Segment Start: Text passage
Who were the Hebertistes - and Hebert himself - and what was their true role in the French Revolution? In this vivid and richly detailed political history, Morris Slavin examines these questions in terms of the factional struggles that tore at France as revolution turned to Terror.

Hebert wrote his journal, Le Pere Duchesne, in the rough-edged argot of the sans-culottes, the mainly urban, working-class men and women who had done much to make the Revolution and who in many cases wanted to carry it further. This was the audience to and for whom he spoke - a faction sufficiently radical that Robespierre called it "ultrarevolutionary.".

Suffering from severe shortages and inflation brought on by the Revolution and by France's European wars, the sans-culottes badly needed a coherent voice to speak for them. However, the Hebertistes - including such prominent revolutionaries as Charles Philippe Ronsin, Francois Nicolas Vincent, and Antoine Francois Momoro - had no clear economic or political programs to offer. Instead, they tended to blame the public's misery on more moderate factions such as their rivals the Dantonistes.
Segment End: Text passage
**Assigned task A**
Answer these questions about the passage on the Hebertistes:
(i) What was the name of the journal Hebert wrote?
(ii) What did Robespierre call the faction Hebert addressed?
(iii) Which rival faction did the Hebertistes blame for the public's misery?
The records that follow are unrelated to the passage on the Hebertistes.
Segment Start: Provided entries
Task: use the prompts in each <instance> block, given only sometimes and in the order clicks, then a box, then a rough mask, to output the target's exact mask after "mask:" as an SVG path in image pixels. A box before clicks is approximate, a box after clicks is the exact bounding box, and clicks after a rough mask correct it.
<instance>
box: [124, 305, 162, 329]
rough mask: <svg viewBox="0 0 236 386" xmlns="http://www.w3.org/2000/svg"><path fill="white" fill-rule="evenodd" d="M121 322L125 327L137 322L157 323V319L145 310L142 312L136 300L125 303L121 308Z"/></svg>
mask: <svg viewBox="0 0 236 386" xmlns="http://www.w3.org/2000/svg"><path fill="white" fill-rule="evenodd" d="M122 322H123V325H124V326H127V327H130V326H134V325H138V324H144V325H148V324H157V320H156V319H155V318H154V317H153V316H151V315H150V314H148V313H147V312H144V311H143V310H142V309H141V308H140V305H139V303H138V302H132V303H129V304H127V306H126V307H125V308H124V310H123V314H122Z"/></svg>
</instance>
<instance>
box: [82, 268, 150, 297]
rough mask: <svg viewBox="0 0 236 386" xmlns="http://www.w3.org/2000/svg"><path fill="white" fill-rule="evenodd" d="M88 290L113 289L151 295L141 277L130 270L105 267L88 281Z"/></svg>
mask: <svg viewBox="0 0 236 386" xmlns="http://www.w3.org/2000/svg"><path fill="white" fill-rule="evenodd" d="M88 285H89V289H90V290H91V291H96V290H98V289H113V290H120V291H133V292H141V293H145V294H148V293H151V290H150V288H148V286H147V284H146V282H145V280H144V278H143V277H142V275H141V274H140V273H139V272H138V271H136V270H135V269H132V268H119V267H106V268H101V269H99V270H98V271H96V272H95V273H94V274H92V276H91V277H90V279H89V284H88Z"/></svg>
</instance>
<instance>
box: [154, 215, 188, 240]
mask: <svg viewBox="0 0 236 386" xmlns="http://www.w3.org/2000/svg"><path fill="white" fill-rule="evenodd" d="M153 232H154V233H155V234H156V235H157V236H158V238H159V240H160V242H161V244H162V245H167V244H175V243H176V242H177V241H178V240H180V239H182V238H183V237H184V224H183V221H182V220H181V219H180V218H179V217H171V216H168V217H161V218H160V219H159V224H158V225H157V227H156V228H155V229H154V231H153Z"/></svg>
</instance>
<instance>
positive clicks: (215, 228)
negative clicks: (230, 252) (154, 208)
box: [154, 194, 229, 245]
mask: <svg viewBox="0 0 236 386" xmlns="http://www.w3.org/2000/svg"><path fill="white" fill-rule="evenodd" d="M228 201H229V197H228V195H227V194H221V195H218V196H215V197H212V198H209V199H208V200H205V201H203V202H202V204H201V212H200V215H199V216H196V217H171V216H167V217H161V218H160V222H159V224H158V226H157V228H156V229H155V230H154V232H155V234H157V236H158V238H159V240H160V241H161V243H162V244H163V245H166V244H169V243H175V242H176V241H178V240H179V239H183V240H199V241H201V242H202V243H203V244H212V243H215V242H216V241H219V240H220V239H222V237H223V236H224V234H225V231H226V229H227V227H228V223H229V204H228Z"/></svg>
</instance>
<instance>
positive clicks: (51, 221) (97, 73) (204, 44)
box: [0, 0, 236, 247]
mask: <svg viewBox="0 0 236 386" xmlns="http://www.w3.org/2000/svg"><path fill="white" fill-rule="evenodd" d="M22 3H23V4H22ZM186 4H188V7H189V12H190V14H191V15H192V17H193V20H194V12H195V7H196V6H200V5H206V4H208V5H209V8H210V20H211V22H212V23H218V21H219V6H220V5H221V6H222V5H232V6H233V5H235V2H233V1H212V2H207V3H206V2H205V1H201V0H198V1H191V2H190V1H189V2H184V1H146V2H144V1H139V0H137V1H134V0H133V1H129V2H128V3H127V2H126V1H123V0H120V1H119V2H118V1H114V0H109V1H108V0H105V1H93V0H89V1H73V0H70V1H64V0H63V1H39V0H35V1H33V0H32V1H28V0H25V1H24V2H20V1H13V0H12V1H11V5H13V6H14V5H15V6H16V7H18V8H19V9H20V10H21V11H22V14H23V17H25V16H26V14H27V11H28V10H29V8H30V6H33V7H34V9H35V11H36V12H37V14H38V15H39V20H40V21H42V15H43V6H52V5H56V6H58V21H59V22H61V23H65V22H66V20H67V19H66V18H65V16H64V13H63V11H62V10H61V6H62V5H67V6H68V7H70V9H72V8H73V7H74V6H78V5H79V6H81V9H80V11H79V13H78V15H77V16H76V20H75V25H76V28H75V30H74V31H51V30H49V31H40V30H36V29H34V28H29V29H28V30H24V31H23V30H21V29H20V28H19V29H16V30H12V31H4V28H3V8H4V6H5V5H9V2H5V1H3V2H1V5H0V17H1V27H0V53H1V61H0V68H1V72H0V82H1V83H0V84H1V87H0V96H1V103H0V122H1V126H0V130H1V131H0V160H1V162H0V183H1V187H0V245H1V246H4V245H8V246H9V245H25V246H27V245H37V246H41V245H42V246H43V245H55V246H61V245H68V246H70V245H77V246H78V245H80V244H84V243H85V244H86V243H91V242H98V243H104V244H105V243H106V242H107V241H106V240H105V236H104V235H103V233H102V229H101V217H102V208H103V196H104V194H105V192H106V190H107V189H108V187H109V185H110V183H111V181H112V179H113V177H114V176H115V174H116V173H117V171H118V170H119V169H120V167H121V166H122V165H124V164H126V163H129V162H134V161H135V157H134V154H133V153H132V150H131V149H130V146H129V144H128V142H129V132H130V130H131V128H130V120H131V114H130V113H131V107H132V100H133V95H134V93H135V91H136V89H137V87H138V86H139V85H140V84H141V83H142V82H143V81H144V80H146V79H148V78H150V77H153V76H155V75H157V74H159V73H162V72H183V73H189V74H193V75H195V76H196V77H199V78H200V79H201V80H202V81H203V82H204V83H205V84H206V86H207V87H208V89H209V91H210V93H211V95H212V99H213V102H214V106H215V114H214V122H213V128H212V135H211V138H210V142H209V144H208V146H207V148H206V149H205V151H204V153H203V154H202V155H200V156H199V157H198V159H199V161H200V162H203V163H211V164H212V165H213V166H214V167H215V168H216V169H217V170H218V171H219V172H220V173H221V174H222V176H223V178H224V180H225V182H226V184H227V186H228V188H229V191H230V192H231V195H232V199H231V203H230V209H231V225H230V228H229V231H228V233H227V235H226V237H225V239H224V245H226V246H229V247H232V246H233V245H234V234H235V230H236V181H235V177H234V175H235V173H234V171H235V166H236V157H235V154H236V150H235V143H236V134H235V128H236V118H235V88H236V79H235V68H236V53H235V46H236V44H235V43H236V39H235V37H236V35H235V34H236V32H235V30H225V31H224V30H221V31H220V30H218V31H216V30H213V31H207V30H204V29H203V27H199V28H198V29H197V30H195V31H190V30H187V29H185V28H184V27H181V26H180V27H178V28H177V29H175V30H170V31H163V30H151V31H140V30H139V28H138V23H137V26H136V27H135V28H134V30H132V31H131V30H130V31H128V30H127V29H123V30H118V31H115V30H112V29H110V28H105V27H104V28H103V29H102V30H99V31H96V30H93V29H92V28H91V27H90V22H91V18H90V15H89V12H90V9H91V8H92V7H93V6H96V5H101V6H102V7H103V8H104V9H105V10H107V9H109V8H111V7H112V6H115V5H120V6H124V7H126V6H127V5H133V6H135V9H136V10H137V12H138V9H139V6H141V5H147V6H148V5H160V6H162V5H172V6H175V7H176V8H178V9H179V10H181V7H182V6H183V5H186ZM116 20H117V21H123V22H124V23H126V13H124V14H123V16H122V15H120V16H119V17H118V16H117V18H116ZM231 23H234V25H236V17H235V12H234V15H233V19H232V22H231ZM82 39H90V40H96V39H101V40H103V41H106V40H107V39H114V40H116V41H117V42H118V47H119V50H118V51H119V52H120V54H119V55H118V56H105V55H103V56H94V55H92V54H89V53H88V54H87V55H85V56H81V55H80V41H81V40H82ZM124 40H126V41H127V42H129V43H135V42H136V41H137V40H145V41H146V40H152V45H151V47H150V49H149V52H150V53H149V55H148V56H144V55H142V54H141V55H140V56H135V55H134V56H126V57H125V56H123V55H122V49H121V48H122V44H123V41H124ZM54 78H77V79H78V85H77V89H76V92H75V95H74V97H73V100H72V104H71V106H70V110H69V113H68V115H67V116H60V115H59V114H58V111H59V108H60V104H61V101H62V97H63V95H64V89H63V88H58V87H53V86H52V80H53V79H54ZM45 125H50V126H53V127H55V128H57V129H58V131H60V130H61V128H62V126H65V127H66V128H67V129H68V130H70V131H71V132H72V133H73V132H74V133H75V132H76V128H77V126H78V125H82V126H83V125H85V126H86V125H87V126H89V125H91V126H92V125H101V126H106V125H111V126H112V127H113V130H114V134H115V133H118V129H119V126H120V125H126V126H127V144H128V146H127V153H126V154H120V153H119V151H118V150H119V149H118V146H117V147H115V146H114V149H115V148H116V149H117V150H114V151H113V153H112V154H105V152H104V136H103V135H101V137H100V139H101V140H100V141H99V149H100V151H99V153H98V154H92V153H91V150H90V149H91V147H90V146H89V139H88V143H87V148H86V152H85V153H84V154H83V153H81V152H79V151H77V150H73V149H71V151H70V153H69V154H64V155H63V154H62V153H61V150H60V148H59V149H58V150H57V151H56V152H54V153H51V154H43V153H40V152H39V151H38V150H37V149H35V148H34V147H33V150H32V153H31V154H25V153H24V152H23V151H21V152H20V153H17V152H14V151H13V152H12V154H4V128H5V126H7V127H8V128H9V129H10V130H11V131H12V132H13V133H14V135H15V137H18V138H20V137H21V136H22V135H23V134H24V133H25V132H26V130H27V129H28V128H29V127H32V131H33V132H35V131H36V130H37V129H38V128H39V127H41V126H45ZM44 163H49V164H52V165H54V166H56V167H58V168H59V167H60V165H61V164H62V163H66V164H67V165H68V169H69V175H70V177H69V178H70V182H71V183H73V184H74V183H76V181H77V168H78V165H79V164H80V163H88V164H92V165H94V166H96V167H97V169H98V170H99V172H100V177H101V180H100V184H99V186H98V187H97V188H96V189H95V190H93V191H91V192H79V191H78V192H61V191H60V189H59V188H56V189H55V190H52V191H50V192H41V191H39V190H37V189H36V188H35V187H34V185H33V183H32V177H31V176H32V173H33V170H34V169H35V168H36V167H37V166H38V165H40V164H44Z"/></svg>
Segment End: Provided entries
**Assigned task B**
Rewrite the records from their first line through the line containing "box: [124, 305, 162, 329]", replacing "rough mask" with "coarse mask" and changing nothing else.

**Worked solution A**
(i) Le Pere Duchesne
(ii) "ultrarevolutionary"
(iii) The Dantonistes

**Worked solution B**
Task: use the prompts in each <instance> block, given only sometimes and in the order clicks, then a box, then a coarse mask, to output the target's exact mask after "mask:" as an SVG path in image pixels. A box before clicks is approximate, a box after clicks is the exact bounding box, and clicks after a coarse mask correct it.
<instance>
box: [124, 305, 162, 329]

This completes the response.